Text extract
########################################

The movie version of Mame has been described as ‘utterly ghastly in every way’ – at once an overstatement, and yet, rather befitting its epic thud at the box office; a final death knell to the big and bloated road show musical, received in a decade not generally known for its lithe and lyrical super entertainments. All could have been forgiven if Mame had not hailed from a superior stagecraft and pedigree, including a book by Jerome Lawrence and Robert Edwin Lee, and Saks, who also had directed the stage show with Lansbury and superb foil, Beatrice Arthur, as diva, Vera Charles. The movie sacrificed Lansbury, but kept Arthur, who would later jokingly, though rather fittingly, refer to it as ‘Maimed’. For film-land insurance, Saks also hired everyone’s favorite ‘Music Man’ - Robert Preston as the pivotal romantic interest, Beauregard Jackson Pickett Burnside. Preston’s warbling of the ballad, ‘Loving You’ (expressly written for the film and eloquently staged as a transitional piece) remains a highlight of the movie, as does the confrontational number, Bosom Buddies – a real showstopper on Broadway, in which Vera and Mame chide one another in semi-jest, clenched teeth and wicked little grimaces on full display. Tragically, Mame – the movie – is not just a wan ghost flower of that legendary Broadway show, but, by direct comparison, a grotesque bastardization of it.
And herein, the blame must remain with Ball, who looks ancient, even when photographed through heavy gauze by cinematographer, Philip H. Lathrop, and croaks the songs as though choking on a sack full of marbles, with a painful abandonment for fracturing each lyric.  Warner Bros. inexplicable passing on Lansbury (already a film star of considerable repute) was, in fact, in keeping with its misguided mid-sixties spate of Broadway to Hollywood hybrids. Virtually, all of the really ‘big’ musicals WB produced during this period were made without the participation of those titanic stage talents responsible for their rarefied iconography: Audrey Hepburn instead of Julie Andrews in My Fair Lady (1964), and, Richard Harris, Vanessa Redgrave and Franco Nero instead of Richard Burton, Julie Andrews and Robert Goulet in Camelot (1967). While one can argue, My Fair Lady actually benefited from Hepburn’s casting (as Audrey could always be counted upon to be ‘a lady’ – fair or otherwise) there is no denying the big screen adaptation of Camelot suffered immensely.  Mame, however, tops them all – and Lucy, having bullied her way into the role, never manages to dig herself out of it either. What is woefully absent herein is the frenetic energy of a daring and progressive madcap. I am reminded again of Rosalind Russell’s extraordinary incarnation of Mame Dennis in the earlier Warner Bros. super production; a joyous and devil-may-care screwball with genuine heart and a real soft spot for her orphaned nephew. The 58’ flick is still the greatest Mame of them all, minus songs, but with enough chutzpah and class to easily outclass Saks’ miserable efforts in ’74.

########################################

Raw data
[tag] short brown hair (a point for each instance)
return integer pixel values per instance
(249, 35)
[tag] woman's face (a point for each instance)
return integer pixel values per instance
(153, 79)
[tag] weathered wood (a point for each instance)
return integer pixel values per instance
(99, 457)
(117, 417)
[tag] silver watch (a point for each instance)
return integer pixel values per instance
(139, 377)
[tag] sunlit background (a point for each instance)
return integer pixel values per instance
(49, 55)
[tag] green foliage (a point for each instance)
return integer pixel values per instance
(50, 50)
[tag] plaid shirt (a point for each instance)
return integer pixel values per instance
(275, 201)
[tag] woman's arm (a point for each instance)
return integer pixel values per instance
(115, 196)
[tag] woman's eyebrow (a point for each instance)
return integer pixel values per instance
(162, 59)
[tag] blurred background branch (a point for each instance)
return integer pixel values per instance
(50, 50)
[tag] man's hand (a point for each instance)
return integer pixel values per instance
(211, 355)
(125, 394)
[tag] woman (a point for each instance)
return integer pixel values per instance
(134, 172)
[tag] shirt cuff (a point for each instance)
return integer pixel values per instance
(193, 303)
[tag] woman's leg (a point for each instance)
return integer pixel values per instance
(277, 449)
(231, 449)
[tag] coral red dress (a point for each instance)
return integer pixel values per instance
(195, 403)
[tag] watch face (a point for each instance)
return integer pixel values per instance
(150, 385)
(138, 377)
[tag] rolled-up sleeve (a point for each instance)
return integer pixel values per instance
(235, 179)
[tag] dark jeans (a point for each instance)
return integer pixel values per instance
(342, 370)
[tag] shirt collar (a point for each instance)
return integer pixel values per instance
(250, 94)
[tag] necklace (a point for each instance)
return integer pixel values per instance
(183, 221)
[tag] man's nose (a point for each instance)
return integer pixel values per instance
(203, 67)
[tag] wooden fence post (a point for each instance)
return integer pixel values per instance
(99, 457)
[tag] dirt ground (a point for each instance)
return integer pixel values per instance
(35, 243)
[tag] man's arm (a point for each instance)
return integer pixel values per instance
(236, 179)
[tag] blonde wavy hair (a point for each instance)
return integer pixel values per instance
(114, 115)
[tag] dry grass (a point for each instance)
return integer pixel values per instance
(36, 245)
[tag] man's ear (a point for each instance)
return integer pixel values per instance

########################################

Given problem
In the review of the Mame movie, which song was written expressly for the film?

Written solution
"Loving You," the ballad sung by Robert Preston.